A série Black Mirror vem nos brindando com visões distópicas das redes sociais que, na verdade, nem são tão distantes de nossa realidade assim.
No primeiro episódio da terceira temporada, “Perdedor”, temos uma realidade paralela em que todos nós temos uma pontuação social que nos garante acesso a festas, aprovação em financiamentos, entre outras regalias.
Há uma enorme necessidade em parecer vencedor e normal, padrões de comportamento idênticos ao que temos atualmente: necessidade de um parceiro bem-sucedido, que se comporta como esperado, uma relação ‘caliente’, um casamento de conto de fadas, uma vida repleta de festas, popularidade, viagens e comemorações numerosas.
Um dedo no nosso nariz
O episódio certamente vai gerar reconhecimento imediato. Você pensará em várias pessoas e ao trazer para a nossa realidade, facilmente conseguimos reconhecer até como nós mesmos manipulamos nossas publicações.
Não devemos entrar em uma seara de crítica seca e ácida, como de costume nas redes, pois é óbvio que compartilhar apenas coisas ruins e prejudiciais é igualmente nauseante. Há um senso comum que diz: “não tem nada de bom a dizer, fique calado”, porém, a série é um dedo no nosso nariz, pois…
As redes são uma bolha
Pincelando a esfera filosófica, temos vários especialistas nas próprias redes falando sobre esse assunto: como muitas pessoas estão dependentes do Facebook e Instagram para auto-afirmar-se ou simplesmente destilam falsidade em um enorme simulacro.

Dados fornecidos:

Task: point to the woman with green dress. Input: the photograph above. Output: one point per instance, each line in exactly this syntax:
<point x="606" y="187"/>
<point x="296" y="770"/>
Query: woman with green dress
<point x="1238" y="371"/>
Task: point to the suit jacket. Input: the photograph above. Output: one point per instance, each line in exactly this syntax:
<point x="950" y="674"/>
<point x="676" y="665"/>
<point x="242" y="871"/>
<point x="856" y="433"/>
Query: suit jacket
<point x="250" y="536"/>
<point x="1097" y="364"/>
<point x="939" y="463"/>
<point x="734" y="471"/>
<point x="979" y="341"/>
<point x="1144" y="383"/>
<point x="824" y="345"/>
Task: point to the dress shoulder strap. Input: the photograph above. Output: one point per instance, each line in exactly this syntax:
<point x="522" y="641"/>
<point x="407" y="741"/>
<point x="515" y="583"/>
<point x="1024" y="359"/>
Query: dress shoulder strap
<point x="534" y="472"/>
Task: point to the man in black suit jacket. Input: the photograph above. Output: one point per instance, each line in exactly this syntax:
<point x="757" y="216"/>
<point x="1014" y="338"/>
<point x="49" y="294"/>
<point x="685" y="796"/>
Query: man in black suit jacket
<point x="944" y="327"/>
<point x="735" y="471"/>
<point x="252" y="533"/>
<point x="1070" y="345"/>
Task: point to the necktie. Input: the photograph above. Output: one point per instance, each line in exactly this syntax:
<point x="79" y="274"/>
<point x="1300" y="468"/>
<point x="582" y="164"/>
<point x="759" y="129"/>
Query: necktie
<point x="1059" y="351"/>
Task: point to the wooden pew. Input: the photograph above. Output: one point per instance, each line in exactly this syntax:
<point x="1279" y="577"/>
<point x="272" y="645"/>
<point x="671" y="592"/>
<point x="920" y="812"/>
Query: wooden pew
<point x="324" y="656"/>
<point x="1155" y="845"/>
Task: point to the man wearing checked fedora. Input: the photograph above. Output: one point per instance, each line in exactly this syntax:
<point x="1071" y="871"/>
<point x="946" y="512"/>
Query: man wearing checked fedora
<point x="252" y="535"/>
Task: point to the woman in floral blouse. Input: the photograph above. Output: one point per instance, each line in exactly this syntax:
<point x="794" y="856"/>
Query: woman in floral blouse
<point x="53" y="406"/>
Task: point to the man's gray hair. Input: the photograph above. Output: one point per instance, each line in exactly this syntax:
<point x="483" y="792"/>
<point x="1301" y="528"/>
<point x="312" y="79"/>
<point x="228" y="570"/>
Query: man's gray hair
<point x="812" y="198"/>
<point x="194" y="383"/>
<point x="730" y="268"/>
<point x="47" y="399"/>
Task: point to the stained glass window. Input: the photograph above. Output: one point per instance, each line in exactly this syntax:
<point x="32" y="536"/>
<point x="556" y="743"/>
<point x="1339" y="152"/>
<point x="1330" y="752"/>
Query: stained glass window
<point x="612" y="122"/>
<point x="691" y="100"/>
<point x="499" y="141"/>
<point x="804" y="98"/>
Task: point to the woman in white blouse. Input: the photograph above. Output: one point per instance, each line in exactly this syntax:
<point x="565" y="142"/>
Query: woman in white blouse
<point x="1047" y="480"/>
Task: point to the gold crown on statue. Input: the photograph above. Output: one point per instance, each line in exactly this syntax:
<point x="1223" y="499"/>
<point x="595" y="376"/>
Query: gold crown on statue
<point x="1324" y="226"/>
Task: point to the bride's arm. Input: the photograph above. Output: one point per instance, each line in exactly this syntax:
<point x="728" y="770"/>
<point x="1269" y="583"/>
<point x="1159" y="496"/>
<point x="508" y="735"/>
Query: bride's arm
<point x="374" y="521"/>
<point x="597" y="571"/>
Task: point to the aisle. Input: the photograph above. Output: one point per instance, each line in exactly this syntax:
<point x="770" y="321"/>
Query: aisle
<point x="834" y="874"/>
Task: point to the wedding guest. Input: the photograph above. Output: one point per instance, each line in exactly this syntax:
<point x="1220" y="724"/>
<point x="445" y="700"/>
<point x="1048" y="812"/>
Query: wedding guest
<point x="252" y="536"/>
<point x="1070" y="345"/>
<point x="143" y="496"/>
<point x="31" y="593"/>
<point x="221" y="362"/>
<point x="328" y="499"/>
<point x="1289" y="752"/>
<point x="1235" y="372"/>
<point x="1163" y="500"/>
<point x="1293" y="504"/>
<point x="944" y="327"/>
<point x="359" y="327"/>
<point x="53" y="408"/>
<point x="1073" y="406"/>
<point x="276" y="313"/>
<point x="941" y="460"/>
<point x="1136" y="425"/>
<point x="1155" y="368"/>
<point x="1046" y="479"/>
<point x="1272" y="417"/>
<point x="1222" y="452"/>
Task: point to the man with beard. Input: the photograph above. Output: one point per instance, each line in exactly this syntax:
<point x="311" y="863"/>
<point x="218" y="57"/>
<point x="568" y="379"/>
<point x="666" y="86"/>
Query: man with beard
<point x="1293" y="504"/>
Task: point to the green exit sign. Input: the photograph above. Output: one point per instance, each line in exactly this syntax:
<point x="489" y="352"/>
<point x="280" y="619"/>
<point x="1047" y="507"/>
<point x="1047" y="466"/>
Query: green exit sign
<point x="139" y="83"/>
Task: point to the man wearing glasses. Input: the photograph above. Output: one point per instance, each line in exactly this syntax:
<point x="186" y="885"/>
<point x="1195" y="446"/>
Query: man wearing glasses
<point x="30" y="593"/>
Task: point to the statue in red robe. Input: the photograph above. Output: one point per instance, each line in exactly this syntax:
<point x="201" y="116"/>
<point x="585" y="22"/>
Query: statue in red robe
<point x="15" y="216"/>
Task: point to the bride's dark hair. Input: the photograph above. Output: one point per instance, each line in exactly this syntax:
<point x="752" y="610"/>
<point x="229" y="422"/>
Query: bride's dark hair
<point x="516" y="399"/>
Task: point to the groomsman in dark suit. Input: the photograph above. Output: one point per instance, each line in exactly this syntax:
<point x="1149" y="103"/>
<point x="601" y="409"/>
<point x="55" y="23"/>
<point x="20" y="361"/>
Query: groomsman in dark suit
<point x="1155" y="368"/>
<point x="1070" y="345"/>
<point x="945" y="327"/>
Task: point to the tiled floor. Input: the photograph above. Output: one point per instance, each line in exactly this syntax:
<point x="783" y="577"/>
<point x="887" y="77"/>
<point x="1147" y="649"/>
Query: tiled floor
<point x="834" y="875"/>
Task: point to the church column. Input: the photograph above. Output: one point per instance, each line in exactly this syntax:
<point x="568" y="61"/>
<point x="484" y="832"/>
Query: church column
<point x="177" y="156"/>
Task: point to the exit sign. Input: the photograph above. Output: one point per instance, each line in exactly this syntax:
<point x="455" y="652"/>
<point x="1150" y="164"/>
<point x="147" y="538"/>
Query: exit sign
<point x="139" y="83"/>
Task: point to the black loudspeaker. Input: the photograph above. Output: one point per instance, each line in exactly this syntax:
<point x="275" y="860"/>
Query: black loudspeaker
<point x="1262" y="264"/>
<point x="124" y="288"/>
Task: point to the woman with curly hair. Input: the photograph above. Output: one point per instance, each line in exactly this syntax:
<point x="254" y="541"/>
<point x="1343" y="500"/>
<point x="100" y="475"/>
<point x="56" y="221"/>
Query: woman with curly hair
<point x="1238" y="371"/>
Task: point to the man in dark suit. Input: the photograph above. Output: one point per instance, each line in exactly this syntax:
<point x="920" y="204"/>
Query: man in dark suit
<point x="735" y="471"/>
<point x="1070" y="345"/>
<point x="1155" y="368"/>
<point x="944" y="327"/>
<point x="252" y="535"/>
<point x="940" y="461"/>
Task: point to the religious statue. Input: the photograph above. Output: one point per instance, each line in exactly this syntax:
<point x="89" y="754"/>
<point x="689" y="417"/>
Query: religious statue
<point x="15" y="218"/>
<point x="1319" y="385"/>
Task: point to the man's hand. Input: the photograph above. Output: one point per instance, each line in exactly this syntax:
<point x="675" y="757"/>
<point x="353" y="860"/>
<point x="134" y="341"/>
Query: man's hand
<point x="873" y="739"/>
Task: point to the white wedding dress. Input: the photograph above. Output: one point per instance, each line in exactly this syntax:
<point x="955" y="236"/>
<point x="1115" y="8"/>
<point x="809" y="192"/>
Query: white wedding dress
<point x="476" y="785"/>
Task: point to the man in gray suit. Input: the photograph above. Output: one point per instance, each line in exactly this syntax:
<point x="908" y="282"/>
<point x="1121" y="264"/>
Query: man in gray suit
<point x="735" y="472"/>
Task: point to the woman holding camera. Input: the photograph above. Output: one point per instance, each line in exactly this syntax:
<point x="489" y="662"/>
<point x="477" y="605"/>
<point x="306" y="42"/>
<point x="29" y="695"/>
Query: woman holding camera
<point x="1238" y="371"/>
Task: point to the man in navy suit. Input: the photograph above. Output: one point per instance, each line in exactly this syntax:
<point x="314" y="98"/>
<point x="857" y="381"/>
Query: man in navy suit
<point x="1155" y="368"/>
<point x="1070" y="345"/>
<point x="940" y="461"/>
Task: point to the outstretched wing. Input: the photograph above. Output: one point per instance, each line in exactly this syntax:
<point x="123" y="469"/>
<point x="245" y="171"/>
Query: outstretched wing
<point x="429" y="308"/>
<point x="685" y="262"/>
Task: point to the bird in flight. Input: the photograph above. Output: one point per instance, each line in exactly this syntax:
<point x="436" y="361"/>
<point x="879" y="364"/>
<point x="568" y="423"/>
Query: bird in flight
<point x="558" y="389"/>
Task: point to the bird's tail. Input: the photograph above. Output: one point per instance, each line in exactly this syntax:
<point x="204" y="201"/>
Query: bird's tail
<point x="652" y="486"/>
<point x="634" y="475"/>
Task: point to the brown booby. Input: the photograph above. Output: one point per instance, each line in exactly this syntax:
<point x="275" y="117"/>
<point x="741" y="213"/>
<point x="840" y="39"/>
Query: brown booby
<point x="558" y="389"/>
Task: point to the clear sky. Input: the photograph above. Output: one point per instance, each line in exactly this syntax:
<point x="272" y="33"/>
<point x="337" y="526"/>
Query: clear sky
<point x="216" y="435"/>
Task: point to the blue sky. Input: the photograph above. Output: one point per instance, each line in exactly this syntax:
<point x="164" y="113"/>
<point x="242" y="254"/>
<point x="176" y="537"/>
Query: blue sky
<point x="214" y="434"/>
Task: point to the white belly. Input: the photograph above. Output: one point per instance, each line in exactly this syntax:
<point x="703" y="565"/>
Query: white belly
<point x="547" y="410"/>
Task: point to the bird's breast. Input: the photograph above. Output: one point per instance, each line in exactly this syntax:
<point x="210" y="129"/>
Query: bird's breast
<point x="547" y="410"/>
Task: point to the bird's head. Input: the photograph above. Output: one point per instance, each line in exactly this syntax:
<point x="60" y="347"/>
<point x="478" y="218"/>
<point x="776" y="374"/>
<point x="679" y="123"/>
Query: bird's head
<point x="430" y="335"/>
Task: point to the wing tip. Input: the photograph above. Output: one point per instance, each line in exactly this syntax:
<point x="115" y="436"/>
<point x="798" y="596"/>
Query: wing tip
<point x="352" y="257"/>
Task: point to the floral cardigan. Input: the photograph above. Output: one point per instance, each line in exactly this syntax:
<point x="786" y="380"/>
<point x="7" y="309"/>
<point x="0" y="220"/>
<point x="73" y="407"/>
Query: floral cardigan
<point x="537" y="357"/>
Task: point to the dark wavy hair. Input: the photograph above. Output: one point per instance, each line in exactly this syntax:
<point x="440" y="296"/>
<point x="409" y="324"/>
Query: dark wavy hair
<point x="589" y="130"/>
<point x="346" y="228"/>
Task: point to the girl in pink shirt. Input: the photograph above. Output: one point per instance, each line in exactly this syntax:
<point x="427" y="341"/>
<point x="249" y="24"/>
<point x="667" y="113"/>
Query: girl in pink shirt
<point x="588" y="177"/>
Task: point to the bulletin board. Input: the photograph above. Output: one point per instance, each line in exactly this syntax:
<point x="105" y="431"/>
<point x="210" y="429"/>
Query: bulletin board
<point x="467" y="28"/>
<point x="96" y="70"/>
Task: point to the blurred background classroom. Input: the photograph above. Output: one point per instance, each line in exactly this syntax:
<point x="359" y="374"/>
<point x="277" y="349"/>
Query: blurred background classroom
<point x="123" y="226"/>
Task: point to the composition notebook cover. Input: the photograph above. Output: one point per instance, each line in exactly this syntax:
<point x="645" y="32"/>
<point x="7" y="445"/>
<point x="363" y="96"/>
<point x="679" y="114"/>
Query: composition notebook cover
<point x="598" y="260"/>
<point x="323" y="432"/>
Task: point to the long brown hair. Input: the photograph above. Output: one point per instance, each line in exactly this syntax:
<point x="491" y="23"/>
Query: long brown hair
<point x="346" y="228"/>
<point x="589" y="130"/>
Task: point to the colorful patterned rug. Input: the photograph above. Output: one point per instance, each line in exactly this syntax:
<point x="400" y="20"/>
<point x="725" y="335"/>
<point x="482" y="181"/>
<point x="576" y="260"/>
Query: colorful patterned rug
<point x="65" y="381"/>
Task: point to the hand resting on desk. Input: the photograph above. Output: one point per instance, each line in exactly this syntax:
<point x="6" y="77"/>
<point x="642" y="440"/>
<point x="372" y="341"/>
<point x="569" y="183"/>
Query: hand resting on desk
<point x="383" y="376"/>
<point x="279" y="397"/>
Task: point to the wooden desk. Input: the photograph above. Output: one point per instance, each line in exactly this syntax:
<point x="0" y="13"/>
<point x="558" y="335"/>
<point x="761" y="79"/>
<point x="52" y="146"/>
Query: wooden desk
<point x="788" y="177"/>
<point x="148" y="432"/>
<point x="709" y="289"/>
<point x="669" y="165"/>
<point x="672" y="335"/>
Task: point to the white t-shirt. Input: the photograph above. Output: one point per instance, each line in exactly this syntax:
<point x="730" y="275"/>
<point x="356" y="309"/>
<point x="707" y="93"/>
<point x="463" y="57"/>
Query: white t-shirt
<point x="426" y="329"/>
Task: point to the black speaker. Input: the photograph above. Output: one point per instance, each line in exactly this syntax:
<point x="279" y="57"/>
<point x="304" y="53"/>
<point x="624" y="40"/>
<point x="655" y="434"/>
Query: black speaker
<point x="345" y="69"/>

Problema proposto:
Atualize a parte do texto sobre Black Mirror que abre com as palavras contendo "A série Black" e fecha com "e comemorações numerosas.", substituindo "festas" por "eventos". Apresente o trecho inteiro já com a troca.

Solução:
A série Black Mirror vem nos brindando com visões distópicas das redes sociais que, na verdade, nem são tão distantes de nossa realidade assim.
No primeiro episódio da terceira temporada, “Perdedor”, temos uma realidade paralela em que todos nós temos uma pontuação social que nos garante acesso a eventos, aprovação em financiamentos, entre outras regalias.
Há uma enorme necessidade em parecer vencedor e normal, padrões de comportamento idênticos ao que temos atualmente: necessidade de um parceiro bem-sucedido, que se comporta como esperado, uma relação ‘caliente’, um casamento de conto de fadas, uma vida repleta de eventos, popularidade, viagens e comemorações numerosas.